- _EXTRACT_:
◇ ◇ ◇ ◇ ◇
# Conservatives Win Majority Government in Canada



## Toro (May 2, 2011)

For the first time since 1988, Canada will have a Conservative majority government.  Prime Minister Stephen Harper, who had won two elections with minority governments, will govern with a surprisingly strong majority, with the Tories elected or leading in 165 of Canada's 308 constituencies.  (A majority is 155 seats.)

W00T!

Equally stunning has been the redrawing of the opposition parties.  As of 11pm ET, the Official Opposition will be the New Democrat Party, elected or leading in 104 ridings.  The socialist NDP have never won more than 40 seats and have never been official opposition.

The Liberal Party, by far Canada's most successful federal party, is getting hammered, leading or elected in only 31 seats, their worst showing ever.  And the separatist Bloc Quebecois, whose stated goal is to separate from Canada, is leading or elected in only 3 seats after winning a majority of Quebec's 75 ridings in the last five elections.


----------



## rdean (May 2, 2011)

Do they have "Teabirthers" in Canada?


----------



## Toro (May 2, 2011)

rdean said:


> Do they have "Teabirthers" in Canada?



Nope.


----------



## Mr. H. (May 2, 2011)

Interesting factoids there. Can you expound on the potential implications so that we may recognize a semblence of reason as to why one might care to give a fuck?

Thanking you in advance...


----------



## Truthseeker420 (May 2, 2011)

A conservative in Canada is a commie socialist liberal in America.


----------



## Ropey (May 3, 2011)

I told you so


----------



## Zander (May 3, 2011)

the pendulum swings....to the right.......then to the left......then to the right......


----------



## Toro (May 3, 2011)

Finally tally

Conservatives 167
NDP 102
Liberals 34
Bloc Quebecois 4
Green 1

Awesome!


----------



## Jroc (May 3, 2011)

Yeah!! Great news !! Congradulations to Stephen Harper!!


----------



## Epsilon Delta (May 3, 2011)

Boo!! Screw Harper! >=(

Big ups to the NDP, though.


----------



## xsited1 (May 3, 2011)

As long as Canada keeps providing the USA with oil, I don't really care.


----------



## Epsilon Delta (May 3, 2011)

Mr. H. said:


> Interesting factoids there. Can you expound on the potential implications so that we may recognize a semblence of reason as to why one might care to give a fuck?
> 
> Thanking you in advance...



How about the fact that Canada 

- Is the United States' largest single trade partner?
- Is an important provider of oil and other raw materials to the United States?
- Shares the longest international border in the world with the United States? 
- Has a strong claim to a portion of the Arctic Ocean and the Northwest Passage, a claim contested by the United States?
◇ ◇ ◇ ◇ ◇
- _WORK INSTRUCTIONS_: Reproduce the part of the election thread that opens with the words containing "- Is the United" and closes with "with the United States?". The data that comes after this thread isn't needed for anything here.

- _COLLECTED MATERIAL_:
◇ ◇ ◇ ◇ ◇
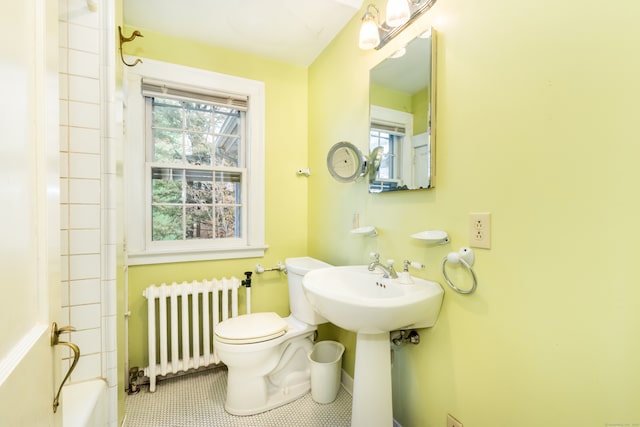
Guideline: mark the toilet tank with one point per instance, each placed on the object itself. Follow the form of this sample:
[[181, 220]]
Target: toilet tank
[[300, 307]]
◇ ◇ ◇ ◇ ◇
- _SOLUTION BELOW_:
- Is the United States' largest single trade partner?
- Is an important provider of oil and other raw materials to the United States?
- Shares the longest international border in the world with the United States?